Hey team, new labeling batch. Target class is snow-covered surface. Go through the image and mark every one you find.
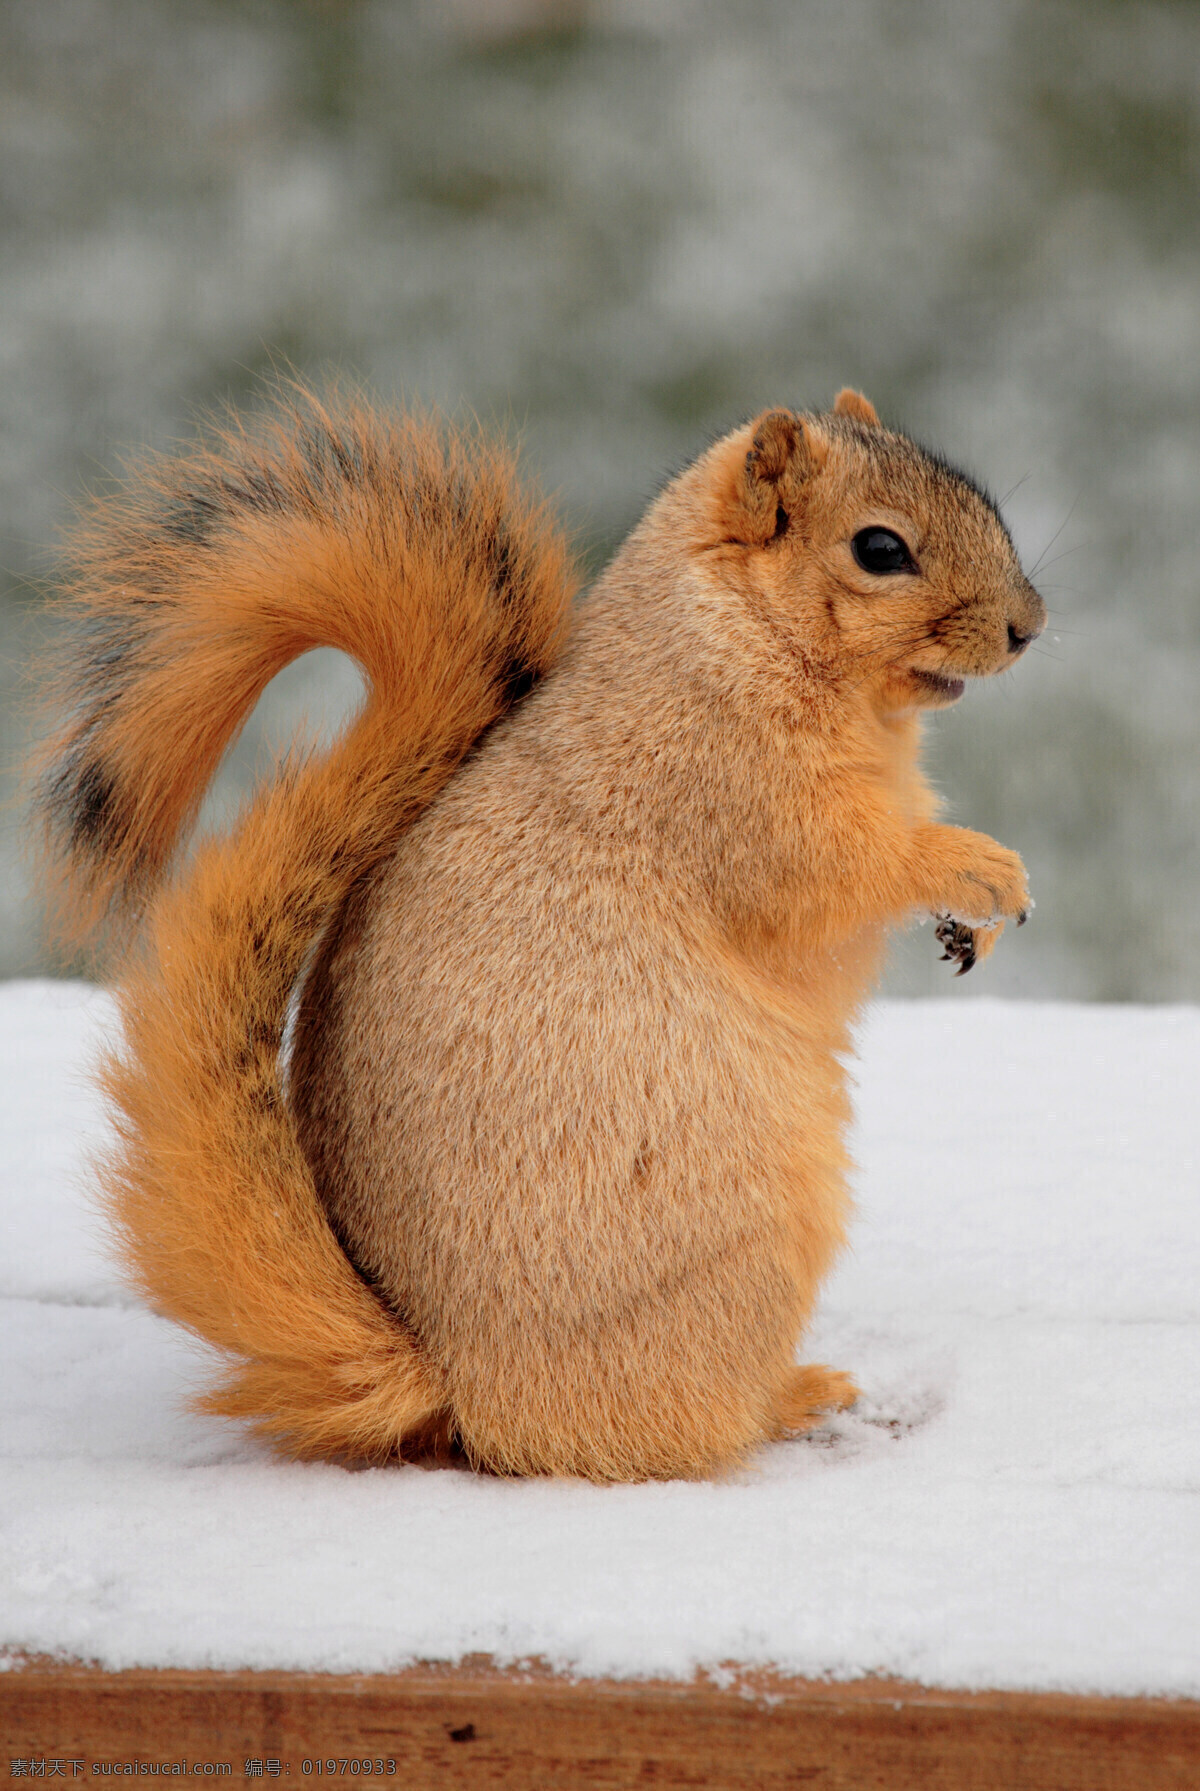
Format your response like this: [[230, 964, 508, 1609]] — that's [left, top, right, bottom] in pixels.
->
[[1, 979, 1196, 1693]]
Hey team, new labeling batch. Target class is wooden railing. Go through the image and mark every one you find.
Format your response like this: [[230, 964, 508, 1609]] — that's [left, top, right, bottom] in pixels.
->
[[3, 1661, 1198, 1789]]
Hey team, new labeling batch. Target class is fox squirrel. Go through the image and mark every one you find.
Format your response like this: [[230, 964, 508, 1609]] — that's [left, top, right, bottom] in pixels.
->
[[34, 384, 1045, 1480]]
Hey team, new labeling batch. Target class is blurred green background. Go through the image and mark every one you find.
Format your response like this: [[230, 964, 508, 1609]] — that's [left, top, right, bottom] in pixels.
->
[[2, 0, 1197, 998]]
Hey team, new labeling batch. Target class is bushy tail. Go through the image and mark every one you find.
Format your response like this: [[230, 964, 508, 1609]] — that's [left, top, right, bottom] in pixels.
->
[[33, 386, 575, 1459]]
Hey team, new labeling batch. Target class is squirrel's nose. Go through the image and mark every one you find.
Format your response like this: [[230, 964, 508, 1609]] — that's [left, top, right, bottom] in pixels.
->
[[1006, 578, 1047, 656]]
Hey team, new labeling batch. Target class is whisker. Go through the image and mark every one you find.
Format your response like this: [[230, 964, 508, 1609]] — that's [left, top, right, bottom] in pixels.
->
[[1027, 495, 1080, 581], [835, 625, 935, 668], [837, 637, 933, 685], [1030, 544, 1084, 578], [997, 472, 1031, 511], [839, 631, 943, 695]]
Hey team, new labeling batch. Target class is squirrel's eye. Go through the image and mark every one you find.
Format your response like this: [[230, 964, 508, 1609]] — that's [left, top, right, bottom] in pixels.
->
[[852, 527, 916, 575]]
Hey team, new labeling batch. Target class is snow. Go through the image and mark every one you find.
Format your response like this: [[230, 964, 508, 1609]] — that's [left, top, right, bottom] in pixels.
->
[[1, 979, 1197, 1693]]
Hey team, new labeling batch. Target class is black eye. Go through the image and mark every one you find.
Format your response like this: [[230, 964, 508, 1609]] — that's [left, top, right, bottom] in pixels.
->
[[852, 527, 916, 575]]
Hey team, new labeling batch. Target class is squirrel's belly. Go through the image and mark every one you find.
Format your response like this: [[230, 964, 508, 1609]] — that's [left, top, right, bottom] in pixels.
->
[[289, 766, 854, 1474]]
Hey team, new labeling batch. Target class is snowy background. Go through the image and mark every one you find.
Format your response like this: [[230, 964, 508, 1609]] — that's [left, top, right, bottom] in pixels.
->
[[2, 0, 1200, 998], [2, 0, 1197, 1698], [3, 980, 1196, 1692]]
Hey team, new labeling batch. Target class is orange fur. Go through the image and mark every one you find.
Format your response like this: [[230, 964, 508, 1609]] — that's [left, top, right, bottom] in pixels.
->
[[34, 386, 1044, 1478], [33, 390, 572, 1460]]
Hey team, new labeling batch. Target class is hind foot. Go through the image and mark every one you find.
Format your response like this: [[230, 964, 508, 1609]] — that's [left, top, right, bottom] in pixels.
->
[[397, 1408, 469, 1468], [768, 1364, 859, 1439]]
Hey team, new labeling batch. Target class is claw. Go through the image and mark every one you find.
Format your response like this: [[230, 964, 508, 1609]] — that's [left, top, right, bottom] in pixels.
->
[[935, 913, 979, 975]]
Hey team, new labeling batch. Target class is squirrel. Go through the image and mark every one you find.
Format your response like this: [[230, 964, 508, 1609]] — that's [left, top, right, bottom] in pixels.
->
[[33, 384, 1045, 1480]]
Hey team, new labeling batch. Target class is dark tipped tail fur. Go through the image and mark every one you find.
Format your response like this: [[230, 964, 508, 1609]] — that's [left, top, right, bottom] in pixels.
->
[[33, 386, 575, 1457]]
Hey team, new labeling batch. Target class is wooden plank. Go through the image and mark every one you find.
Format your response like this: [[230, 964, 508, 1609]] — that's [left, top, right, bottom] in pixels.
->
[[2, 1660, 1198, 1790]]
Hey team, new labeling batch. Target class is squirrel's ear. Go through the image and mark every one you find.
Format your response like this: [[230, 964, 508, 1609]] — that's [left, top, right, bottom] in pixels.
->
[[731, 409, 826, 544], [833, 388, 880, 426]]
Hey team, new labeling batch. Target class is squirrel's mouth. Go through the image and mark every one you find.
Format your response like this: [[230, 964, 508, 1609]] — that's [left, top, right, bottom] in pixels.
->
[[911, 668, 966, 704]]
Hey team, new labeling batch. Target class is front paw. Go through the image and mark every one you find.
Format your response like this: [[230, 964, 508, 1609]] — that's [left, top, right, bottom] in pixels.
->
[[935, 913, 980, 976], [932, 829, 1031, 926], [912, 826, 1030, 974], [934, 913, 1010, 977]]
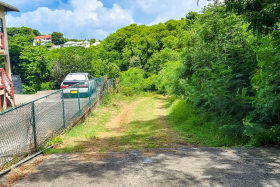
* * * *
**TASK DIRECTIONS**
Repeat the exact lines from the first line of the data through the line containing "Hey team, new labeling batch. Target class is bushy". Nothing else, no pictures.

**TASK OUTPUT**
Hey team, new labeling batch. Target class is snow-covered surface. Go through the image and mark every one you find.
Format your response like this: [[230, 964, 508, 1609]] — that's [left, top, right, bottom] in pixels.
->
[[1, 979, 1196, 1693]]
Hey team, new labeling batch. Target class is wooden railing. Go through the image and mark every one you find.
Format your response like this: [[230, 964, 508, 1609]] — that's [left, top, right, bottom] in pixels.
->
[[3, 1661, 1198, 1789]]
Hey team, new labeling batch. Target class is fox squirrel. Go through the image and mark every one you find.
Format your response like this: [[230, 964, 508, 1609]] — that's [left, top, right, bottom] in pixels.
->
[[34, 384, 1045, 1480]]
Hey team, new labeling batch. Target class is blurred green background. Go through the image and mark every one you find.
Format your response like this: [[230, 964, 508, 1609]] — that's [left, top, right, bottom] in pixels.
->
[[2, 0, 1197, 998]]
Hey team, new labeling batch. Target class is bushy tail. Go through the image and mark every one you find.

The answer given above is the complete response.